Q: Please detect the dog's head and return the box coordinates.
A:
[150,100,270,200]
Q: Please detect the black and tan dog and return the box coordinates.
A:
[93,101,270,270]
........
Rewrite all of the rows above, replacing "detect" with "locate" and leaving everything else unchanged.

= Solution below =
Q: Please locate the dog's head and return the box coordinates.
A:
[150,100,270,200]
Q: Please locate the black and tan dog and return the box coordinates.
A:
[93,101,270,270]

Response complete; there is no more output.